EXCERPTED PASSAGE:
========================
Rubens’ and Brueghel’s paintings. Exhibition in The Hague


Rubens and Brueghel, The Garden of Eden

Recently, an exhibition on seventeenth century Flemish painters Peter Paul Rubens and Jan Brueghel the Elder, and their co-operation, started in The Hague.

The exhibition is in the Mauritshuis, the main art museum of The Hague.

It was built in the seventeenth century by Johan Maurits van Nassau, the governor of Brazil, then for some time a Dutch colony.

In the seventeenth century, the nickname of the Mauritshuis was the Sugar House, as Governor van Nassau made lots of money from the sugar plantations in Brazil.

These plantations had been conquered by the Dutch from the Portuguese.

The new Dutch owners found out that in order to maximize sugar profits, they had to import extra slaves from Africa.

To make that possible, they conquered the important Portuguese slave export port Luanda in Angola.

That made the Dutch major players in the trans-Atlantic slave trade, which they had not been until then.

In this way, war begot slavery, and slavery begot war.

Today, the Mauritshuis collection includes important works of art, by Rembrandt, Vermeer, Frans Hals, and others.

Also by Antwerp painter Rubens (1577-1640).

Rubens, who brings us to the subject of the temporary Mauritshuis exhibition on his relationship with Jan Brueghel; an exhibition which also includes drawings and paintings normally present elsewhere in Europe and the United States (before it was in The Hague, it was in Los Angeles in the USA).

Rubens, who, like the Mauritshuis building, brings up not just artistic questions, being a masterly painter; but also questions of art’s and artists’ relationships to society and politics.

Questions both on Ruben’s own life, and on his work after his death.

Rubens was originally from a family of Protestant rebels against, and refugees from, Spanish Roman Catholic absolutist authority in the southern low countries (later to become Belgium).

However, he made his peace with church and princely authorities, and worked for them, both as an artist and a diplomat.

These varied sources of income made him far more well off than most other artists, though not a millionaire.

Millions of dollars for Rubens’ paintings, like with many works by others, would only be made after their creator’s death, by people who mostly never put a single drop of paint on any canvas.

Rubens was mentioned in an article in Dutch NRC daily as one of the artists in the top ten for the money for which their work was sold.

He was an exception in that top ten, most others having made far less money from their work while alive than Rubens.
========================
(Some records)
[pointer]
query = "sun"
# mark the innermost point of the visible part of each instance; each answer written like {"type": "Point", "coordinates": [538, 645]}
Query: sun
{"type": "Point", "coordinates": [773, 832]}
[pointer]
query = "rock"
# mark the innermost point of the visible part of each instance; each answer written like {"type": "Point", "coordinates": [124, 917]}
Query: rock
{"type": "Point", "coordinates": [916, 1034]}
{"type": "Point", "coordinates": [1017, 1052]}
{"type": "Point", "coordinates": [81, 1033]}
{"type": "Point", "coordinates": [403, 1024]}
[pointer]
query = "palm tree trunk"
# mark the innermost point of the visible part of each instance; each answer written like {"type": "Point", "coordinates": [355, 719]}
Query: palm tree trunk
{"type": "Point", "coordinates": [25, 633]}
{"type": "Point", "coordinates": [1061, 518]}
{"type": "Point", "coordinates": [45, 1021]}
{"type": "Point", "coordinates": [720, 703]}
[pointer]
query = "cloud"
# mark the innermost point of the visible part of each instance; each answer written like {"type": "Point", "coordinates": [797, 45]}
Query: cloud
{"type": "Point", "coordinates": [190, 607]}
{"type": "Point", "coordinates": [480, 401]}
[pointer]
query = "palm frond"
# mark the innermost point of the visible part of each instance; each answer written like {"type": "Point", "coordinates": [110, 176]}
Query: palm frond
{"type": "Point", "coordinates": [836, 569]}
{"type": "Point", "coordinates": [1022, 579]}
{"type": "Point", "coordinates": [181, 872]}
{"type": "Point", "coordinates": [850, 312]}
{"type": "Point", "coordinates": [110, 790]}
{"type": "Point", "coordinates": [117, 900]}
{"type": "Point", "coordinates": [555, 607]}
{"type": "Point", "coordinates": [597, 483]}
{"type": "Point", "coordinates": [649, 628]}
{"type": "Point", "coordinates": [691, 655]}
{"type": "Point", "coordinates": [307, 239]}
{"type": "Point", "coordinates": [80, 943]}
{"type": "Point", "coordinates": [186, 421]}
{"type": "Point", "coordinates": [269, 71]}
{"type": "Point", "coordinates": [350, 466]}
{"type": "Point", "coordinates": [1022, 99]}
========================
TASKS FOR THIS EXERCISE:
A) Translate this sentence from the article on the Rubens and Brueghel exhibition into Spanish: "The exhibition is in the Mauritshuis, the main art museum of The Hague."
B) According to the article on the Rubens and Brueghel exhibition, what was the Mauritshuis nicknamed in the seventeenth century?
C) List every painter named in the article on the Rubens and Brueghel exhibition.

PER-TASK OUTPUTS:
A) La exposición está en el Mauritshuis, el principal museo de arte de La Haya.

B) It was nicknamed the Sugar House.

C)
- Peter Paul Rubens
- Jan Brueghel the Elder
- Rembrandt
- Vermeer
- Frans Hals